What is expected: Output only the lines that run from the line holding "spot the long dark brown hair" to the end of the data below, including both ends, without any pictures.

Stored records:
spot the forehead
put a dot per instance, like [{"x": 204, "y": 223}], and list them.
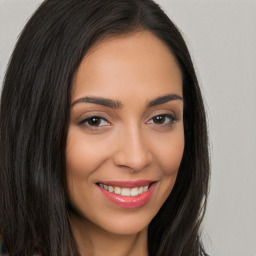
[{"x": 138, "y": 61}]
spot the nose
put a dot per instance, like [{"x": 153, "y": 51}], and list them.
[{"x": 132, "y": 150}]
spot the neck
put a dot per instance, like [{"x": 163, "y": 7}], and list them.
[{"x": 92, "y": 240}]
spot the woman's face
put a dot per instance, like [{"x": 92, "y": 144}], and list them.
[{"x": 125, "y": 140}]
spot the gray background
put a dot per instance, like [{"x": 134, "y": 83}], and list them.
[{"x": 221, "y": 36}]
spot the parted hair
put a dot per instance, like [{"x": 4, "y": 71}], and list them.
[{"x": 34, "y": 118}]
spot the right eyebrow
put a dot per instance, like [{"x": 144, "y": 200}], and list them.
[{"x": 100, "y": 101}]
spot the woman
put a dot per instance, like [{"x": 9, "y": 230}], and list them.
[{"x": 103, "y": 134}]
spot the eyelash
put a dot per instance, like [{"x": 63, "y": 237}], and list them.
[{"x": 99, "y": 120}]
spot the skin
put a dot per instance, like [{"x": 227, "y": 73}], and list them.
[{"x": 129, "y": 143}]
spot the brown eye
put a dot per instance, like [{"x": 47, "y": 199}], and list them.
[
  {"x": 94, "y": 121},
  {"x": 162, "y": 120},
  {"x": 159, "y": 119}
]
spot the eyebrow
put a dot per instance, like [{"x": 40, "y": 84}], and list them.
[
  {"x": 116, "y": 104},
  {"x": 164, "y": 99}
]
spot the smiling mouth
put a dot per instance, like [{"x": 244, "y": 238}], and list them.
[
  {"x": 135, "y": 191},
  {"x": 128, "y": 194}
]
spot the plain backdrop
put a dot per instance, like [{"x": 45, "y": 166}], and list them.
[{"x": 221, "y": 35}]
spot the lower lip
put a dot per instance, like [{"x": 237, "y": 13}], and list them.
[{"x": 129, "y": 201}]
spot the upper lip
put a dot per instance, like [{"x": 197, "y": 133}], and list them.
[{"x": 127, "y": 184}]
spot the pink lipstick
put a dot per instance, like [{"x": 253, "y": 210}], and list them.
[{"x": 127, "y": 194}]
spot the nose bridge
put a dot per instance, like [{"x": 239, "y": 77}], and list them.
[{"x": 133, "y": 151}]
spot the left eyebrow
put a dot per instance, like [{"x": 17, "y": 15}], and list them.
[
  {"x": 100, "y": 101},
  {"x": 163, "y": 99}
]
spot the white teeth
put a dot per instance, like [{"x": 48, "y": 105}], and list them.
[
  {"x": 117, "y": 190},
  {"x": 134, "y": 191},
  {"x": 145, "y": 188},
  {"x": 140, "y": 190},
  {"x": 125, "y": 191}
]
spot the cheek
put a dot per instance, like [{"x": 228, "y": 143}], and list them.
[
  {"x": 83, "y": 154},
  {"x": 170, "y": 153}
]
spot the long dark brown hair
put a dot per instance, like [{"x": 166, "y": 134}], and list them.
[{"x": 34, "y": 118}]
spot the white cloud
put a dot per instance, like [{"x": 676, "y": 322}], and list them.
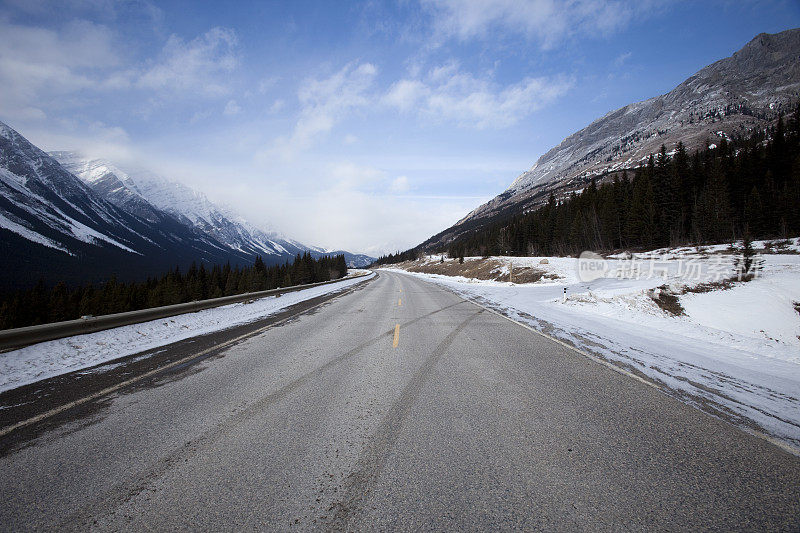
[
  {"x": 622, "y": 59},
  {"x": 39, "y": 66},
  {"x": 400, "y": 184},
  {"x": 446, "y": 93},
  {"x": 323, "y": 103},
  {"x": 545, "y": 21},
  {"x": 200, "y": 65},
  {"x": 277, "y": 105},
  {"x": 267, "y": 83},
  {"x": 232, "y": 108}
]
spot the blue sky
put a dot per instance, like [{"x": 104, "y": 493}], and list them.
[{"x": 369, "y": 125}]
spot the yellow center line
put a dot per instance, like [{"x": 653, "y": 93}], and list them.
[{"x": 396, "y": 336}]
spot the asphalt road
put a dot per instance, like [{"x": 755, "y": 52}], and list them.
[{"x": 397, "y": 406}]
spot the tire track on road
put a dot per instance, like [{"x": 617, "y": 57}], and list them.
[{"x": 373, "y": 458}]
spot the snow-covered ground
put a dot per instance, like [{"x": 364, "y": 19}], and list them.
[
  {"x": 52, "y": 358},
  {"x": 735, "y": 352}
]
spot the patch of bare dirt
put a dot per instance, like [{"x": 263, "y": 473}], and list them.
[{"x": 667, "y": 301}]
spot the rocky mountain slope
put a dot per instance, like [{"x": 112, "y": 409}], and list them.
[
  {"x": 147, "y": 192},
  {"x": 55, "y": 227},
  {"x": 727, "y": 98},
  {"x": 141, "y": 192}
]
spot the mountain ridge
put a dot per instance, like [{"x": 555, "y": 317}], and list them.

Completed exercise:
spot the long dark brown hair
put a dot per instance, like [{"x": 166, "y": 134}], and list them.
[{"x": 34, "y": 118}]
spot the white cloud
put a dot per instance, like [{"x": 676, "y": 322}], and list them.
[
  {"x": 622, "y": 59},
  {"x": 39, "y": 66},
  {"x": 400, "y": 184},
  {"x": 446, "y": 93},
  {"x": 323, "y": 103},
  {"x": 545, "y": 21},
  {"x": 200, "y": 65},
  {"x": 277, "y": 105},
  {"x": 267, "y": 83},
  {"x": 232, "y": 108}
]
spot the blue sky
put a dot per instance, like [{"x": 104, "y": 493}], and list them.
[{"x": 369, "y": 125}]
spot the yellow center line
put a dot per instance, like [{"x": 653, "y": 93}], and list them.
[{"x": 396, "y": 336}]
spot the asphalt road
put a dot per instance, like [{"x": 755, "y": 52}], and list them.
[{"x": 397, "y": 406}]
spot the tire track on road
put a dot per instance, like [{"x": 617, "y": 57}], and list them.
[{"x": 373, "y": 458}]
spot the snow-covered ground
put a dot per instance, like [{"x": 364, "y": 19}], and list them.
[
  {"x": 52, "y": 358},
  {"x": 735, "y": 352}
]
spot the patch of bare dirt
put a dot per instance, like [{"x": 263, "y": 473}], and list them.
[{"x": 667, "y": 301}]
spot the rocky mountain slope
put a dot per instance, like [{"x": 112, "y": 409}], and list them.
[
  {"x": 147, "y": 192},
  {"x": 55, "y": 227},
  {"x": 727, "y": 98},
  {"x": 141, "y": 192}
]
spot the mountain ridge
put a dot per instance, like [{"x": 555, "y": 317}], and list them.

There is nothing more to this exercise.